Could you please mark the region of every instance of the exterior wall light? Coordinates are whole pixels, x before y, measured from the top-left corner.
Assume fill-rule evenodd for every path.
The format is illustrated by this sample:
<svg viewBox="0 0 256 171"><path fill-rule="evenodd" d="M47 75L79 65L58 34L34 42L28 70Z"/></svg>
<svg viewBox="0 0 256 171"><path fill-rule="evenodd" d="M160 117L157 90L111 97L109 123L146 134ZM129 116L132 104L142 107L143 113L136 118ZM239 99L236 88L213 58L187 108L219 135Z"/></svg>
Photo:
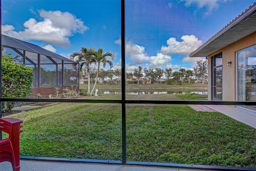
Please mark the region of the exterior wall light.
<svg viewBox="0 0 256 171"><path fill-rule="evenodd" d="M232 63L232 62L231 61L228 62L228 63L227 63L227 66L230 66L231 64Z"/></svg>

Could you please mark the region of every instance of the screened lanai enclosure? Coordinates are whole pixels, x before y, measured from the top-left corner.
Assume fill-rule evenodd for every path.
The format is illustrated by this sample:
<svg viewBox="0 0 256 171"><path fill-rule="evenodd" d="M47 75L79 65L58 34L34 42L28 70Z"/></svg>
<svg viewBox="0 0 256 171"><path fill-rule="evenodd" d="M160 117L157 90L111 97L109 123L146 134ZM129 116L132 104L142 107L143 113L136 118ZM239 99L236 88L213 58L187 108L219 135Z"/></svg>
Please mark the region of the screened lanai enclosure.
<svg viewBox="0 0 256 171"><path fill-rule="evenodd" d="M64 88L79 89L79 64L37 45L2 35L3 55L12 55L15 63L33 69L30 97L40 93L42 97L59 93Z"/></svg>

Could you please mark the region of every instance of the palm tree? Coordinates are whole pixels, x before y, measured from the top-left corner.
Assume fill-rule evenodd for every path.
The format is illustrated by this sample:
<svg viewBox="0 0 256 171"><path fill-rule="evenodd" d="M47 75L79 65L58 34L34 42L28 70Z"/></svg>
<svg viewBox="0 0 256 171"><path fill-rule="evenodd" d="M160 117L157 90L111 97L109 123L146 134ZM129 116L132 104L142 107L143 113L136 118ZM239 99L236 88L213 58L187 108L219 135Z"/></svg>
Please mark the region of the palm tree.
<svg viewBox="0 0 256 171"><path fill-rule="evenodd" d="M180 73L178 71L174 71L172 73L172 77L175 80L175 84L177 84L177 80L180 79Z"/></svg>
<svg viewBox="0 0 256 171"><path fill-rule="evenodd" d="M132 74L132 73L126 73L126 78L128 78L129 79L129 82L130 83L131 83L131 79L132 78L132 76L133 76L133 74Z"/></svg>
<svg viewBox="0 0 256 171"><path fill-rule="evenodd" d="M190 77L193 76L194 73L193 71L190 70L188 70L186 71L186 77L188 80L188 84L190 83Z"/></svg>
<svg viewBox="0 0 256 171"><path fill-rule="evenodd" d="M95 64L98 64L96 80L93 87L92 87L92 89L90 93L90 95L92 95L92 93L95 89L95 87L96 87L96 84L97 84L99 72L100 72L100 65L102 63L103 65L103 68L105 68L106 64L108 64L110 66L110 69L112 68L113 63L109 60L108 60L106 57L110 56L112 60L113 60L116 58L116 56L114 53L112 52L108 52L103 54L103 50L102 48L99 48L97 51L93 48L92 48L90 50L88 50L88 53L89 55L94 59L94 63Z"/></svg>
<svg viewBox="0 0 256 171"><path fill-rule="evenodd" d="M90 65L93 63L95 63L94 59L91 58L88 53L89 51L91 51L93 49L91 48L89 50L84 47L81 47L80 52L74 52L70 56L70 59L74 60L75 58L77 57L76 60L76 62L80 63L80 71L81 73L83 72L83 68L86 68L86 74L88 76L88 93L90 93Z"/></svg>
<svg viewBox="0 0 256 171"><path fill-rule="evenodd" d="M183 84L183 77L186 73L186 70L184 68L180 68L180 77L181 77L181 84Z"/></svg>

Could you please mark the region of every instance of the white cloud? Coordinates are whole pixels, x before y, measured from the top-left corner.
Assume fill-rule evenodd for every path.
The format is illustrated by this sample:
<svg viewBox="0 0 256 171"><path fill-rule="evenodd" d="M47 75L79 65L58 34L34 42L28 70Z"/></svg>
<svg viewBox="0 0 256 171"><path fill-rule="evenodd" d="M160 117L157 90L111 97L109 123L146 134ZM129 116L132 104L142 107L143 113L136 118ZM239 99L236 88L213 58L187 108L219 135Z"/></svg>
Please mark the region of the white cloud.
<svg viewBox="0 0 256 171"><path fill-rule="evenodd" d="M128 42L125 46L126 55L130 56L129 59L134 64L141 64L146 61L150 61L150 58L145 52L145 48Z"/></svg>
<svg viewBox="0 0 256 171"><path fill-rule="evenodd" d="M162 46L161 52L167 55L174 54L188 55L202 43L202 40L198 40L198 38L193 35L183 36L181 39L183 41L179 42L175 38L170 38L167 41L168 46Z"/></svg>
<svg viewBox="0 0 256 171"><path fill-rule="evenodd" d="M178 65L174 65L173 66L173 68L172 68L173 70L177 70L178 69L180 69L181 68L180 66Z"/></svg>
<svg viewBox="0 0 256 171"><path fill-rule="evenodd" d="M70 56L71 55L71 54L70 53L63 54L62 53L61 53L60 54L60 55L61 56L62 56L64 57L65 57L68 59L70 58ZM76 60L75 59L74 60Z"/></svg>
<svg viewBox="0 0 256 171"><path fill-rule="evenodd" d="M205 60L206 59L205 59L205 57L200 57L200 58L190 58L188 56L187 56L185 58L184 58L182 59L182 62L192 62L193 64L191 66L192 68L194 68L196 66L196 61L200 61L200 60Z"/></svg>
<svg viewBox="0 0 256 171"><path fill-rule="evenodd" d="M30 12L31 12L31 13L34 14L36 14L36 13L35 12L35 11L34 11L34 8L33 8L33 7L31 7L29 9L29 11L30 11Z"/></svg>
<svg viewBox="0 0 256 171"><path fill-rule="evenodd" d="M122 68L122 60L121 59L117 62L114 64L113 69L116 70L117 69L121 69Z"/></svg>
<svg viewBox="0 0 256 171"><path fill-rule="evenodd" d="M186 7L193 5L197 6L198 8L202 8L205 7L207 10L205 13L206 14L218 9L220 2L225 2L226 1L226 0L180 0L181 2L185 2L184 5Z"/></svg>
<svg viewBox="0 0 256 171"><path fill-rule="evenodd" d="M47 45L45 46L44 46L42 47L44 49L46 49L46 50L48 50L51 52L52 52L54 53L56 53L56 49L55 49L53 46L50 44L48 44Z"/></svg>
<svg viewBox="0 0 256 171"><path fill-rule="evenodd" d="M30 9L32 12L34 11ZM80 19L68 12L39 11L43 20L30 18L23 25L24 31L17 32L11 25L2 26L2 34L22 40L42 40L52 44L68 47L69 37L75 33L83 33L89 29Z"/></svg>
<svg viewBox="0 0 256 171"><path fill-rule="evenodd" d="M126 64L125 66L126 72L127 73L133 72L134 71L134 68L138 68L138 66L137 66L133 64Z"/></svg>
<svg viewBox="0 0 256 171"><path fill-rule="evenodd" d="M119 39L116 40L115 40L115 44L120 44L121 45L121 38L119 38Z"/></svg>
<svg viewBox="0 0 256 171"><path fill-rule="evenodd" d="M171 58L170 56L158 53L156 56L151 56L151 63L150 68L154 68L157 67L161 68L165 66L166 64L170 61Z"/></svg>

■ ■ ■ ■ ■

**Challenge**
Gather every line from the items above that contains the string "exterior".

**Correct answer**
Could you please mark the region of every instance of the exterior wall light? Coordinates are whole pixels, x before y, measured from the top-left corner.
Please mark the region of the exterior wall light.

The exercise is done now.